(Shape labeling records)
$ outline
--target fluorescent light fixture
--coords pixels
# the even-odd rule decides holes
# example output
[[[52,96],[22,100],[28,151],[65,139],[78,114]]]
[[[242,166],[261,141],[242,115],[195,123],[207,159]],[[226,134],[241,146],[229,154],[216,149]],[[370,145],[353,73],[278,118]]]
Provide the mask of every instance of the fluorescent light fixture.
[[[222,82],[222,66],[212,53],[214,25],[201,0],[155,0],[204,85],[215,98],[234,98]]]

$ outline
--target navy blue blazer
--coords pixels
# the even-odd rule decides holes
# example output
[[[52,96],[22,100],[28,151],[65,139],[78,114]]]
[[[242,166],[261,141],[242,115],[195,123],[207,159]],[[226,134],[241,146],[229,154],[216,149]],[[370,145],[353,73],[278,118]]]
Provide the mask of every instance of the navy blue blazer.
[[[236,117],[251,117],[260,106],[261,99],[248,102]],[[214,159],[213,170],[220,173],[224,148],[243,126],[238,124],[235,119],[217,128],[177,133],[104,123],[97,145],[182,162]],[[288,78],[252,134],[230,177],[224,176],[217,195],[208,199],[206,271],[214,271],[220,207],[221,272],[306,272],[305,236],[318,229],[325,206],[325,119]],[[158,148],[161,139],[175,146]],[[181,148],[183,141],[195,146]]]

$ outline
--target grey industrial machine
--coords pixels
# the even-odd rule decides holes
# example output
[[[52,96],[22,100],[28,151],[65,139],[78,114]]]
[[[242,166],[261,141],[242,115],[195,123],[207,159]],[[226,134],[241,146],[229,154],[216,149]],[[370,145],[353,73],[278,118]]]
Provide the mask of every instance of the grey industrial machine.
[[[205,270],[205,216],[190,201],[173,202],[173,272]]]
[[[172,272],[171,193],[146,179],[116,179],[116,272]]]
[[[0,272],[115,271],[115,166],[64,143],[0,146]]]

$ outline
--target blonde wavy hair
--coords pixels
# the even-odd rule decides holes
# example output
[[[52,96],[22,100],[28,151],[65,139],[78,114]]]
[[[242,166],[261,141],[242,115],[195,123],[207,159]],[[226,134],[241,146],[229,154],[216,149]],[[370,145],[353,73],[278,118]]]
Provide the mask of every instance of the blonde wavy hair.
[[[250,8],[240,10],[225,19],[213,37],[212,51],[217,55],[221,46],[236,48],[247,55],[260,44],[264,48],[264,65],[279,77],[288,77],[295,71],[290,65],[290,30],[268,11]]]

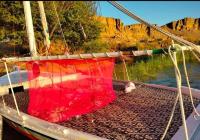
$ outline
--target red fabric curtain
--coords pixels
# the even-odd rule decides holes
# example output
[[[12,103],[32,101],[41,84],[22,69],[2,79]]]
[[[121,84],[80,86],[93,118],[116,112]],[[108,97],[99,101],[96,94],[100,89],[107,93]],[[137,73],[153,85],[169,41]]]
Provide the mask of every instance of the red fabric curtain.
[[[32,116],[62,122],[100,109],[116,98],[113,58],[40,60],[26,66],[28,113]]]

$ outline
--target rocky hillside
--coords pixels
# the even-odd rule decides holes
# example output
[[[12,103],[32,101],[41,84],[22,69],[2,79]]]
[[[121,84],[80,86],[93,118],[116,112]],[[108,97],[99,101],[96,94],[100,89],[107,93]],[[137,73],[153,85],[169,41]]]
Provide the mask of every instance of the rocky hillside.
[[[96,17],[102,23],[100,39],[116,47],[160,48],[170,44],[170,39],[144,24],[124,26],[120,19]],[[200,43],[200,18],[184,18],[163,25],[168,30],[189,41]]]

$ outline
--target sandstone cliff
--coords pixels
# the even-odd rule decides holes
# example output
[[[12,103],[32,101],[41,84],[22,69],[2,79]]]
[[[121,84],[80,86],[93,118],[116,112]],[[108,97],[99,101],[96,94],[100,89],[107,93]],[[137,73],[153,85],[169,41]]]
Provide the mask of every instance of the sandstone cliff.
[[[111,45],[159,48],[170,44],[170,39],[144,24],[124,26],[120,19],[96,17],[102,24],[100,39]],[[195,43],[200,42],[200,18],[184,18],[161,28]]]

### WHAT IS REQUIRED:
Each entry shown above must be quoted exactly, with its pictures left out.

### SOLUTION TO THE PROBLEM:
$ outline
--target fluorescent light fixture
--coords pixels
# the even-odd rule decides holes
# example output
[[[52,96],[22,100],[28,151],[65,139],[78,114]]]
[[[242,166],[261,141],[242,115],[195,123],[207,159]],[[226,134],[241,146],[229,154],[216,149]],[[370,145],[353,73],[278,118]]]
Provide the mask of every instance of the fluorescent light fixture.
[[[222,82],[222,66],[212,53],[214,25],[201,0],[155,0],[204,85],[215,98],[234,98]]]

$ outline
--target navy blue blazer
--coords pixels
# the even-odd rule decides holes
# example output
[[[52,96],[22,100],[28,151],[65,139],[78,114]]]
[[[242,166],[261,141],[242,115],[195,123],[207,159]],[[226,134],[241,146],[229,154],[216,149]],[[370,145],[353,73],[278,118]]]
Provide the mask of every instance of the navy blue blazer.
[[[236,117],[251,117],[260,106],[261,99],[248,102]],[[214,159],[213,170],[220,173],[224,148],[243,126],[238,124],[235,119],[217,128],[177,133],[104,123],[97,145],[182,162]],[[288,78],[252,134],[230,177],[224,176],[217,195],[208,199],[206,271],[214,271],[220,207],[221,272],[306,272],[305,236],[318,229],[325,206],[325,119]],[[158,148],[161,139],[175,146]],[[181,148],[183,141],[195,146]]]

$ outline
--target grey industrial machine
--coords pixels
# the even-odd rule decides holes
# example output
[[[52,96],[22,100],[28,151],[65,139],[78,114]]]
[[[242,166],[261,141],[242,115],[195,123],[207,159]],[[226,134],[241,146],[229,154],[216,149]],[[370,145],[353,73],[278,118]]]
Provide the mask of every instance of the grey industrial machine.
[[[205,270],[205,216],[190,201],[173,202],[173,272]]]
[[[172,272],[171,193],[146,179],[116,179],[116,272]]]
[[[0,272],[115,271],[115,166],[64,143],[0,146]]]

$ outline
--target blonde wavy hair
--coords pixels
# the even-odd rule decides holes
# example output
[[[52,96],[22,100],[28,151],[65,139],[78,114]]]
[[[242,166],[261,141],[242,115],[195,123],[207,159]],[[226,134],[241,146],[229,154],[216,149]],[[370,145],[353,73],[278,118]]]
Provide the mask of every instance of the blonde wavy hair.
[[[250,8],[240,10],[225,19],[213,37],[212,51],[217,55],[221,46],[236,48],[247,55],[260,44],[264,48],[264,65],[279,77],[288,77],[295,71],[290,65],[290,30],[268,11]]]

$ outline
--target red fabric curtain
--coords pixels
# the even-odd rule decides holes
# example output
[[[12,103],[32,101],[41,84],[22,69],[2,79]]]
[[[121,84],[80,86],[93,118],[116,112]],[[108,97],[99,101],[96,94],[100,89],[107,93]],[[137,73],[153,85],[169,41]]]
Provide the mask of every instance of the red fabric curtain.
[[[32,116],[62,122],[100,109],[116,98],[113,58],[40,60],[26,66],[28,113]]]

$ outline
--target rocky hillside
--coords pixels
# the even-odd rule decides holes
# example output
[[[12,103],[32,101],[41,84],[22,69],[2,79]]]
[[[121,84],[80,86],[93,118],[116,112]],[[108,97],[99,101],[96,94],[100,89],[107,93]],[[137,73],[153,85],[169,41]]]
Provide the mask of every instance of the rocky hillside.
[[[96,17],[102,23],[100,39],[116,47],[160,48],[170,44],[170,39],[144,24],[124,26],[120,19]],[[200,43],[200,18],[184,18],[163,25],[168,30],[189,41]]]

$ outline
--target sandstone cliff
--coords pixels
# the even-odd rule decides holes
# example output
[[[12,103],[32,101],[41,84],[22,69],[2,79]]]
[[[121,84],[80,86],[93,118],[116,112]],[[108,97],[99,101],[96,94],[100,89],[107,93]],[[137,73],[153,85],[169,41]]]
Provide the mask of every instance of the sandstone cliff.
[[[111,45],[159,48],[170,44],[170,39],[144,24],[124,26],[120,19],[96,17],[102,24],[100,39]],[[195,43],[200,42],[200,18],[184,18],[161,28]]]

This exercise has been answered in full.